**Goal of the exercise**.
Make an exact copy of the listing below.

** Source data follows **

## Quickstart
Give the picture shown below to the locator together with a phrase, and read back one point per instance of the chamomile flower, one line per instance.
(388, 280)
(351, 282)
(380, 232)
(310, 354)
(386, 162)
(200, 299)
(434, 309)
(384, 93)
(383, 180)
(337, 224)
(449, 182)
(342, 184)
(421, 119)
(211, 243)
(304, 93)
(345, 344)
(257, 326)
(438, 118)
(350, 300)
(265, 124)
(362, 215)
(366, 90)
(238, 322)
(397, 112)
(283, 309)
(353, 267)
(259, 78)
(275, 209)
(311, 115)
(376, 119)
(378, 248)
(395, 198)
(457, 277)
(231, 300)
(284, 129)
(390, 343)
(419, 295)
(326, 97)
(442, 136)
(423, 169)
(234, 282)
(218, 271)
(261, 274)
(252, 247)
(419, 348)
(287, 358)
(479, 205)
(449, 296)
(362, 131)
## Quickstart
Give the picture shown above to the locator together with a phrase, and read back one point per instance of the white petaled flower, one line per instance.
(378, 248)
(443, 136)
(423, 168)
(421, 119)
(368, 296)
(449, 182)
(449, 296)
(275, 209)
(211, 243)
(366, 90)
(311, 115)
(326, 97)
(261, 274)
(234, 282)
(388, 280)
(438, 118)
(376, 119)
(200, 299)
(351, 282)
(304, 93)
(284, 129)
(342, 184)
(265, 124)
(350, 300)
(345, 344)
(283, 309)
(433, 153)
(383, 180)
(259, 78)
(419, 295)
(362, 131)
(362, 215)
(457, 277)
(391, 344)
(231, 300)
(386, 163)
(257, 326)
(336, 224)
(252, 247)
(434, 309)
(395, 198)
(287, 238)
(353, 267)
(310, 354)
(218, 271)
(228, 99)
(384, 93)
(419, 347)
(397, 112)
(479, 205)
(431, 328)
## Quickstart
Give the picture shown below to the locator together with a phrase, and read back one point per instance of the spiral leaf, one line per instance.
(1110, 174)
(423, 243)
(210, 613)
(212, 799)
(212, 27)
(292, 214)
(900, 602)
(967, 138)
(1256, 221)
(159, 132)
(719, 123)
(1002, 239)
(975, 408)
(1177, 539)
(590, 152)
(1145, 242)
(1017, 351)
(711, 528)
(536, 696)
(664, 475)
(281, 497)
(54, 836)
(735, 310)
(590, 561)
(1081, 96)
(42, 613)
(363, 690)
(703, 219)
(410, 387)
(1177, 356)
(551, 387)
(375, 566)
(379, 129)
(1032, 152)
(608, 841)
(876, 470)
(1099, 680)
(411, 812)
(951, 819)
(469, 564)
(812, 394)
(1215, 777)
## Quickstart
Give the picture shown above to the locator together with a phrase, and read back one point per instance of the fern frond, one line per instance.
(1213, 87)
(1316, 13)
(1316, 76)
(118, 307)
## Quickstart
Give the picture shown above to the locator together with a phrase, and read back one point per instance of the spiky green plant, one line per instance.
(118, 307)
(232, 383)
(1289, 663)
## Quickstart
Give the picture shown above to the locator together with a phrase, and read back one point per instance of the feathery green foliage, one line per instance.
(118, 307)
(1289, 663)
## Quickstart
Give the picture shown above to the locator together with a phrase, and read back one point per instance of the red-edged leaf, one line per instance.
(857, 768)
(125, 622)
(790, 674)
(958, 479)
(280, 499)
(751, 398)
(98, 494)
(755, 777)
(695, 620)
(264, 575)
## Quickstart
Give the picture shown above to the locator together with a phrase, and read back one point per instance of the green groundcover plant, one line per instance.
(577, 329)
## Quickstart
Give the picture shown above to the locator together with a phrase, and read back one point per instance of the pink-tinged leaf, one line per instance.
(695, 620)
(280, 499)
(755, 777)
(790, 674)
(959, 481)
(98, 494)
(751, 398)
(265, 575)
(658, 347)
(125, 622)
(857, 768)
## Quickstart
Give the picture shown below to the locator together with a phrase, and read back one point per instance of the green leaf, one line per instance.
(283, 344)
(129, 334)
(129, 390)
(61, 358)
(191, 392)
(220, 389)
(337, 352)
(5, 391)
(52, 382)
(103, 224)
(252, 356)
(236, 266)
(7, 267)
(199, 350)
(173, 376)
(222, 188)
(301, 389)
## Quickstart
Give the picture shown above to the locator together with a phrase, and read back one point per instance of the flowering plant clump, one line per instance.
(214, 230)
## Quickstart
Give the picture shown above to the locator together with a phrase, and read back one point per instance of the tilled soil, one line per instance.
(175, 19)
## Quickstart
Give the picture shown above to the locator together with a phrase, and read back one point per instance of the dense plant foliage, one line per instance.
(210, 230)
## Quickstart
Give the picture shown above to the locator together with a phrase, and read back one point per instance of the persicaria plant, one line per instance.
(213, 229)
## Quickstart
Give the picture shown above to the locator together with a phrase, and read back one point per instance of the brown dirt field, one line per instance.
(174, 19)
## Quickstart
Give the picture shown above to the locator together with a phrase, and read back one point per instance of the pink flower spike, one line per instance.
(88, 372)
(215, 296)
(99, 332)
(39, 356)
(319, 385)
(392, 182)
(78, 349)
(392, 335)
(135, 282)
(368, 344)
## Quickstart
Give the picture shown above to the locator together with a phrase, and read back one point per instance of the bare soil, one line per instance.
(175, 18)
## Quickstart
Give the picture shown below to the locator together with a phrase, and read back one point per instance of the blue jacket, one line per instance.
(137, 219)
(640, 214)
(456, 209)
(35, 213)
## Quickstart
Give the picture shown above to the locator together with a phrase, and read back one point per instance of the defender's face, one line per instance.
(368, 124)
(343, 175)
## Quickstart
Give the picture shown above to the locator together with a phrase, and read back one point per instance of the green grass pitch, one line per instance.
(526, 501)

** End of Source data **

**Result**.
## Quickstart
Give the picture shown below to the locator together with a phrase, and read back one point per instance of the chamomile flower, one line per instance.
(388, 280)
(351, 282)
(380, 232)
(310, 354)
(386, 162)
(200, 299)
(434, 309)
(384, 93)
(383, 180)
(337, 224)
(449, 182)
(342, 184)
(421, 119)
(211, 243)
(304, 93)
(345, 344)
(257, 326)
(438, 118)
(350, 300)
(265, 124)
(362, 215)
(366, 90)
(238, 322)
(397, 112)
(283, 309)
(353, 267)
(259, 78)
(275, 209)
(311, 115)
(376, 119)
(378, 248)
(395, 198)
(457, 277)
(231, 300)
(284, 129)
(390, 343)
(419, 295)
(326, 97)
(442, 136)
(423, 169)
(234, 282)
(218, 271)
(261, 274)
(252, 247)
(419, 348)
(287, 358)
(479, 205)
(449, 296)
(362, 131)
## Quickstart
Give the picture shown above to the locator together with a phrase, and read back one point per instance of the white petaled flower, one line per instance.
(378, 248)
(443, 136)
(423, 168)
(421, 119)
(368, 296)
(449, 182)
(449, 296)
(275, 209)
(211, 243)
(366, 90)
(311, 115)
(326, 97)
(261, 274)
(234, 282)
(388, 280)
(438, 118)
(376, 119)
(200, 299)
(351, 282)
(304, 93)
(284, 129)
(342, 184)
(265, 124)
(350, 300)
(345, 344)
(283, 309)
(433, 153)
(383, 180)
(259, 78)
(419, 295)
(362, 131)
(362, 215)
(457, 277)
(391, 344)
(231, 300)
(386, 163)
(257, 326)
(336, 224)
(252, 247)
(434, 309)
(395, 198)
(287, 238)
(353, 267)
(310, 354)
(218, 271)
(228, 99)
(384, 93)
(419, 347)
(397, 112)
(479, 205)
(431, 328)
## Quickstart
Give the picture shown below to the locator together with a phrase, and read back one point per instance of the spiral leaf, one line per instance.
(1110, 174)
(423, 243)
(210, 613)
(212, 799)
(212, 27)
(292, 214)
(900, 602)
(967, 138)
(1256, 221)
(159, 132)
(719, 123)
(1002, 239)
(975, 408)
(1177, 539)
(590, 152)
(1145, 242)
(1017, 351)
(711, 528)
(536, 696)
(664, 475)
(281, 497)
(54, 836)
(735, 310)
(590, 561)
(1081, 96)
(42, 613)
(363, 690)
(703, 219)
(410, 387)
(1177, 356)
(551, 387)
(375, 566)
(379, 129)
(1032, 152)
(608, 841)
(876, 470)
(1099, 680)
(411, 812)
(951, 819)
(469, 564)
(812, 394)
(1215, 777)
## Quickstart
Give the picture shown above to the locator together with a phrase, and read back one point per instance of the fern frond, one line per instance.
(1213, 87)
(1316, 13)
(1316, 76)
(118, 307)
## Quickstart
Give the picture shown above to the locator together with a phrase, and read back one point per instance of the spiky green plant, one line per instance.
(118, 307)
(232, 383)
(1289, 663)
## Quickstart
Give the picture shown above to the locator together with a phrase, and read back one point per instance of the feathery green foliage, one line per instance.
(118, 307)
(1289, 663)
## Quickstart
Give the picture shown above to the locator together with a phrase, and read back one point per instance of the red-edged leaf, one line per instance.
(857, 768)
(125, 622)
(790, 674)
(958, 479)
(280, 499)
(751, 398)
(98, 494)
(755, 777)
(695, 620)
(264, 575)
## Quickstart
Give the picture shown above to the locator together with a phrase, and read back one point per instance of the green groundcover plant, one line per instance.
(577, 329)
## Quickstart
Give the picture shown above to the locator together with a phrase, and read back one point per instance of the pink-tinged leaf, one line per instance.
(695, 620)
(280, 499)
(755, 777)
(790, 674)
(959, 481)
(98, 494)
(751, 398)
(265, 575)
(658, 347)
(125, 622)
(857, 768)
## Quickstart
Give the picture shown below to the locator together with a phrase, and read back one point per instance of the green leaf, one line per instance.
(283, 344)
(129, 334)
(129, 390)
(61, 358)
(191, 392)
(220, 389)
(337, 352)
(5, 391)
(52, 382)
(103, 224)
(252, 356)
(236, 266)
(7, 267)
(199, 350)
(173, 376)
(222, 188)
(301, 389)
## Quickstart
Give the picture shown above to the locator together with a phrase, and read back one point per instance of the flowering plant clump, one line per instance.
(214, 230)
## Quickstart
Give the picture shown above to the locator together with a phrase, and read back one point per instance of the tilled soil, one line per instance.
(175, 19)
## Quickstart
Give the picture shown above to the locator together with a phrase, and read back one point per instance of the dense plant foliage, one line per instance.
(210, 230)
## Quickstart
Give the picture shown above to the locator together with a phrase, and read back one point per instance of the persicaria plant, one line per instance.
(213, 229)
## Quickstart
Give the picture shown above to the locator together with a phrase, and read back one point per instance of the brown dirt field, one line per instance.
(174, 19)
## Quickstart
Give the picture shown above to the locator together with a phrase, and read back one point per instance of the pink flower spike, one line per instance.
(88, 372)
(215, 296)
(99, 332)
(39, 356)
(319, 385)
(392, 182)
(78, 349)
(392, 335)
(135, 282)
(368, 344)
## Quickstart
Give the picture shown above to the locator together with a phrase, and read back one point per instance of the bare soil, one line per instance.
(175, 18)
## Quickstart
Give the picture shown below to the locator together with a phrase, and read back one point per instance of the blue jacket, one line per instance.
(137, 219)
(640, 214)
(456, 209)
(35, 213)
## Quickstart
Give the picture shown above to the locator together with a phrase, and read back one point per instance of the defender's face, one line per instance.
(368, 124)
(343, 175)
## Quickstart
Give the picture shown above to the locator together with a phrase, and read back one point per instance of the green grass pitch, one line per instance.
(526, 501)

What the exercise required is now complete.